Set out all of the lines below as a numbered list, skipping any blank lines and leaving out the pictures.
|---|
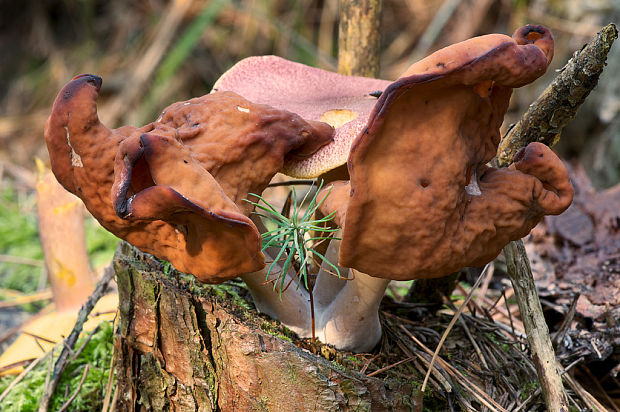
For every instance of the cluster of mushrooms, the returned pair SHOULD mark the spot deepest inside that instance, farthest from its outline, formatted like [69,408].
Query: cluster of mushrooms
[419,202]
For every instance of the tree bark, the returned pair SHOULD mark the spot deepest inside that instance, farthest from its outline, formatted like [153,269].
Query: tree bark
[181,347]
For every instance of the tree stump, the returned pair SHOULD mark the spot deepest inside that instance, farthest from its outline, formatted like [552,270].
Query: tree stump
[184,346]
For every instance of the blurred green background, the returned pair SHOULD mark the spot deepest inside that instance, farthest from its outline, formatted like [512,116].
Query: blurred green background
[152,53]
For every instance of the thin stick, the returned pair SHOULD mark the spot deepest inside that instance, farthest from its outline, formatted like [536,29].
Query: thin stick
[63,359]
[452,322]
[520,274]
[388,367]
[558,104]
[81,348]
[66,405]
[585,396]
[565,326]
[481,395]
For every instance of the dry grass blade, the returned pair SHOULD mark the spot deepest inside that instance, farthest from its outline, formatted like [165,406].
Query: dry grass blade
[453,321]
[21,376]
[584,395]
[478,393]
[65,406]
[63,358]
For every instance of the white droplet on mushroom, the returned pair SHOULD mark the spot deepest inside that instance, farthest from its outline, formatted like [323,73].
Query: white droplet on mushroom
[472,187]
[76,160]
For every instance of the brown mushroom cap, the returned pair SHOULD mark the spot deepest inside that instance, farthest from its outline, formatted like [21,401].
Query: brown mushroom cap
[422,202]
[344,102]
[192,214]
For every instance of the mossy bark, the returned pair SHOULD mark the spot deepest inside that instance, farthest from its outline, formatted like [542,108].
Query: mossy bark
[182,348]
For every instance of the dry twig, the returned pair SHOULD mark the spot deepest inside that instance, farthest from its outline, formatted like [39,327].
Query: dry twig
[65,406]
[63,359]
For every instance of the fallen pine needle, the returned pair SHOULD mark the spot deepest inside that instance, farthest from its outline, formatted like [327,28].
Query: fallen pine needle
[478,393]
[385,368]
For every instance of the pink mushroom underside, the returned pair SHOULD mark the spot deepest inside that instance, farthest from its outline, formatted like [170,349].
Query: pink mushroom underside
[312,93]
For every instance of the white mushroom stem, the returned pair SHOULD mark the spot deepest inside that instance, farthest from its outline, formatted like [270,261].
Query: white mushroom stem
[292,309]
[346,311]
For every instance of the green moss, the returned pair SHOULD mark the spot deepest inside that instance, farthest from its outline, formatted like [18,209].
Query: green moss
[25,395]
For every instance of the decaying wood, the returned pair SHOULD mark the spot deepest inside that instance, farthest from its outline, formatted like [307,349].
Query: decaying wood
[180,348]
[557,105]
[544,122]
[359,37]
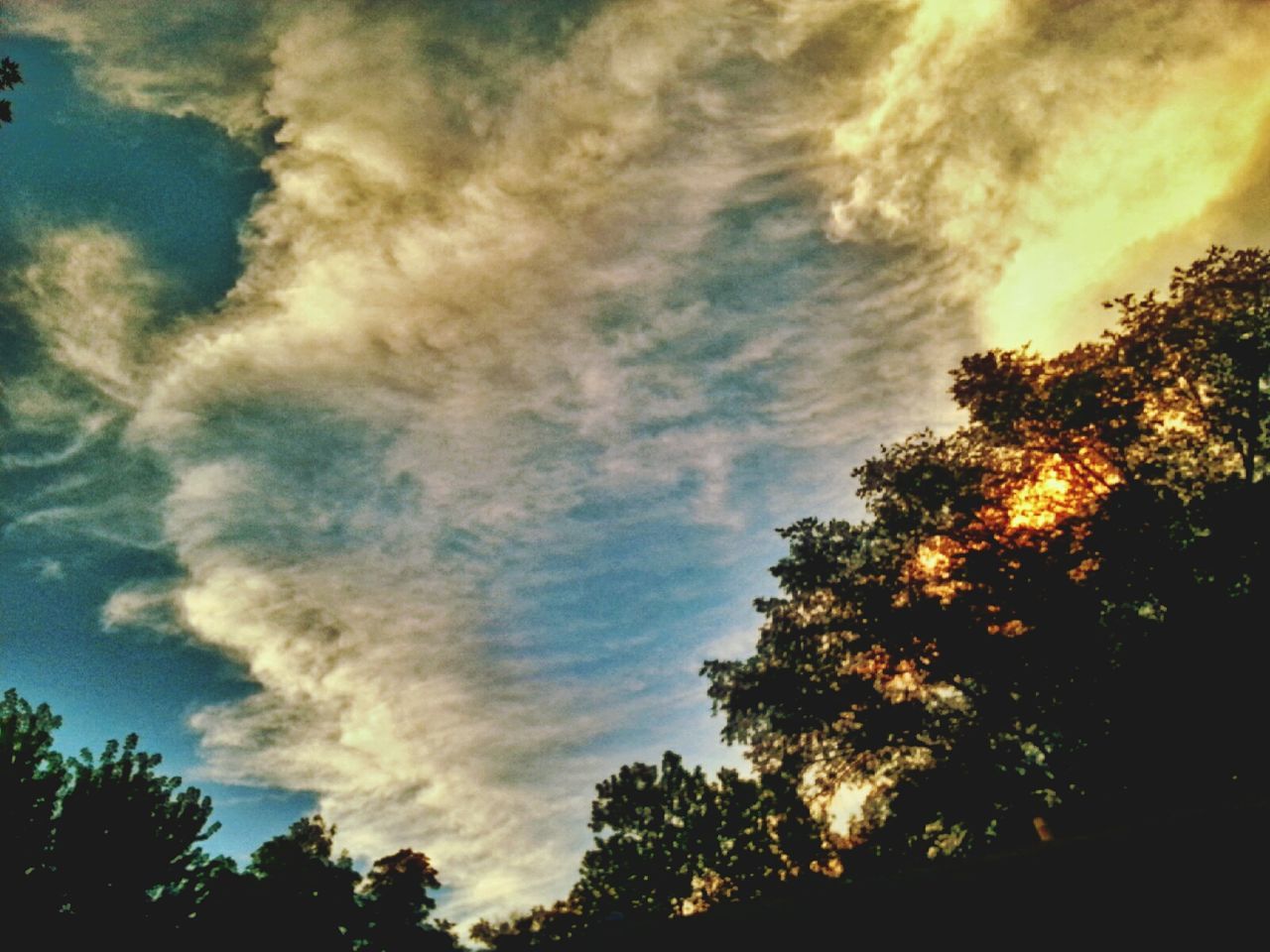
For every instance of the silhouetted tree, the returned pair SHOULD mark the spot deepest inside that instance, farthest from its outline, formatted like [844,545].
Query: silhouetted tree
[9,77]
[1014,629]
[31,779]
[395,905]
[126,839]
[305,896]
[543,925]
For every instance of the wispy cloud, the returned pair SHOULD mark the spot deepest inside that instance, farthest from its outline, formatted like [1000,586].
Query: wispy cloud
[627,295]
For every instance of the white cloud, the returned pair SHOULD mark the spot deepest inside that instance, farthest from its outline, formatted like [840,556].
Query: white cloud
[479,298]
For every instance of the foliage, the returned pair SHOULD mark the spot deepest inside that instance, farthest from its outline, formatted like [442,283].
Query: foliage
[1012,631]
[10,75]
[126,837]
[31,778]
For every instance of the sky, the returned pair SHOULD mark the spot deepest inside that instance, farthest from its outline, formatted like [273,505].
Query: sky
[399,398]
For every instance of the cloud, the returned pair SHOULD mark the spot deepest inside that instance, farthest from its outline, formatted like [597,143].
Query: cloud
[1047,149]
[89,299]
[515,309]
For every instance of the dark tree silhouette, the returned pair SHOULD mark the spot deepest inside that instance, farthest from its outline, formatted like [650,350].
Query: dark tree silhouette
[307,897]
[1012,634]
[395,905]
[126,838]
[10,75]
[31,779]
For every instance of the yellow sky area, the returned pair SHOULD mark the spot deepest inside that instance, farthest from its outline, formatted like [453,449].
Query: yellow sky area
[1125,191]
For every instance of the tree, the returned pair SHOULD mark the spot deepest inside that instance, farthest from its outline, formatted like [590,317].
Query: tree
[31,780]
[126,838]
[304,896]
[9,77]
[676,842]
[395,905]
[1012,630]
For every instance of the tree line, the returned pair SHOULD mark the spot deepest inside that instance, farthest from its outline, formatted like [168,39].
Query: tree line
[95,846]
[1049,624]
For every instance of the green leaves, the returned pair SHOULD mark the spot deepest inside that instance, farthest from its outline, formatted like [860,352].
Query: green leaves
[9,76]
[997,636]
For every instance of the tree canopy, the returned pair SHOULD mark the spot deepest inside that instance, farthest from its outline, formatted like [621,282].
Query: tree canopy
[10,75]
[1012,633]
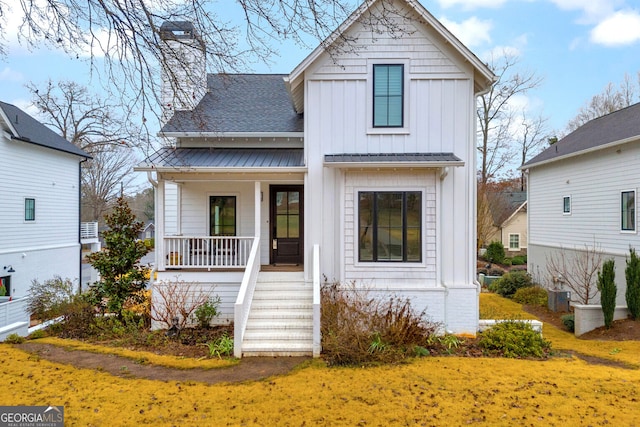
|---|
* [Final result]
1. For every instance of the cluster of mushrooms, the returned pair SHOULD mark the spot deepest inside that instance, farthest from its outline, formatted like [69,408].
2. Query: cluster of mushrooms
3. [419,202]
4. For every instance of the tree bark, the returned pair SHOULD mark the spot deepest inside that instance, farthest from its outline, formatted like [153,269].
5. Query: tree bark
6. [181,347]
7. For every instance of the tree stump, the returned pair SHOULD mark the spot deepest inside that instance, farthest from its outline, formatted like [552,270].
8. Query: tree stump
9. [184,346]
10. For every instance of the blurred green background, the returned pair SHOULD mark the spot deepest inside that instance, farthest from its outline, formatted like [512,116].
11. Query: blurred green background
12. [152,53]
13. For every instance of the thin stick, the returned pair SHOULD mark the spot deepest inside that instance, farthest from its outline, formatted like [536,29].
14. Query: thin stick
15. [63,359]
16. [452,322]
17. [520,274]
18. [388,367]
19. [558,104]
20. [81,348]
21. [66,405]
22. [585,396]
23. [565,326]
24. [481,395]
25. For every instance of the dry grass blade, the returned pair SHOULD mark the spot deepest inside that instance, farthest from its outline, formatted like [165,406].
26. Query: dry grass blade
27. [453,321]
28. [21,376]
29. [584,395]
30. [478,393]
31. [65,406]
32. [63,358]
33. For every instance of the white droplet on mushroom, the returned pair SHOULD mark the spot deepest inside that instance, farthest from its outline, formatted like [323,73].
34. Query: white droplet on mushroom
35. [472,187]
36. [76,160]
37. For every instance of the brown mushroom cap, the returned pair SHOULD mark the spot deepest inside that instance, farthest from its outline, formatted like [21,401].
38. Query: brown mushroom cap
39. [422,202]
40. [344,102]
41. [192,214]
42. For every instance of the mossy bark, the returned pair SHOULD mark the spot deepest inside that instance, farthest from its outline, formatted like [542,108].
43. Query: mossy bark
44. [182,348]
45. For every instance of the dry twig, the returned pair SHOULD mark the spot deepest inside that instance, farthest from its outline, formatted like [39,327].
46. Query: dry twig
47. [65,406]
48. [63,359]
49. For every instance of the fallen pine needle, the returned pair SHOULD mark the spot deepest inside that instance, farthest from its outline, formatted like [327,28].
50. Query: fallen pine needle
51. [478,393]
52. [385,368]
53. For every instance of the pink mushroom underside, the returned pair SHOULD mark the spot deepest inside that instance, farthest from its outline, formatted like [170,349].
54. Query: pink mushroom underside
55. [312,93]
56. For every instance of the white mushroom stem, the returned pair SHOULD mark the spot deepest inside that instance, farthest from its outline, formatted like [270,261].
57. Query: white mushroom stem
58. [292,309]
59. [346,311]
60. For every instance of the green moss, the returned pair SHOULD mark the spot deepest inside that instance, farthest from its outline, formatted like [18,209].
61. Query: green moss
62. [25,395]
63. For every instance of the decaying wood, the returned pair SHOULD mark the spot deepest inside that instance, farthest from its outline, formatted like [307,349].
64. Query: decaying wood
65. [180,348]
66. [557,105]
67. [544,122]
68. [359,37]
69. For every instance of the silhouetted tree, the returned pair SHOULD mark the spot deepest inside that instance, farthest from its outline, formatted like [844,545].
70. Query: silhouetted tree
71. [9,77]
72. [1014,629]
73. [31,779]
74. [395,905]
75. [126,839]
76. [305,896]
77. [543,925]
78. For every instance of the wispy cloud, the returned pair SHOULD mark the spot deepest inside that instance, farthest from its outline, formatted like [1000,586].
79. Query: wispy cloud
80. [627,295]
81. For every instance of the white cloud, the returned pair SHOULD mark the spot deepest inside that instance, farthest from its outline, formatted like [840,556].
82. Query: white cloud
83. [479,298]
84. For every instance of the foliage, the returned pair SHOULD mark the spot deepest inside that instance, farthest from its outline, formatted like [442,283].
85. Query: foliage
86. [1012,631]
87. [10,75]
88. [126,837]
89. [31,778]
90. For every instance of the sky, the returned pair SHOULD mark the spot deepest inside that instance, farthest from its outline, formatted like [273,505].
91. Query: sky
92. [399,398]
93. For every instance of the cloud, the returned pair SHOULD mark the spot deepest inside that instance, farthest from its outline, formatted like [597,143].
94. Query: cloud
95. [1047,149]
96. [89,299]
97. [515,309]
98. For every instance of the dark tree silhouette, the returned pair SHOULD mark the spot deepest inside that instance, farthest from its outline, formatted like [650,350].
99. Query: dark tree silhouette
100. [307,897]
101. [1012,634]
102. [395,905]
103. [126,838]
104. [10,75]
105. [31,779]
106. For every instance of the yellow sky area, the returned pair SHOULD mark the spot deepest inside that instance, farthest from its outline, formatted like [453,449].
107. Query: yellow sky area
108. [1125,191]
109. For every instance of the tree, the returned pair SHOULD mark the spot deepest inside that instance, farthest from its outline, formatted like [590,317].
110. Query: tree
111. [31,780]
112. [126,838]
113. [304,896]
114. [9,77]
115. [676,842]
116. [395,905]
117. [1012,630]
118. For every instance of the tree line, the returned pair SHOULD mark the spot deepest inside that instance, farthest from its outline, formatted like [168,39].
119. Query: tree line
120. [95,846]
121. [1049,624]
122. For every instance of the green leaves, the returned pair SHOULD mark the spot deepest inside that instance, farthest from its outline, formatted like [860,352].
123. Query: green leaves
124. [9,76]
125. [997,636]
126. For every instance of the tree canopy, the returned pair SHOULD mark the spot deepest inside that instance, farthest from its outline, formatted like [621,282].
127. Query: tree canopy
128. [10,75]
129. [1012,633]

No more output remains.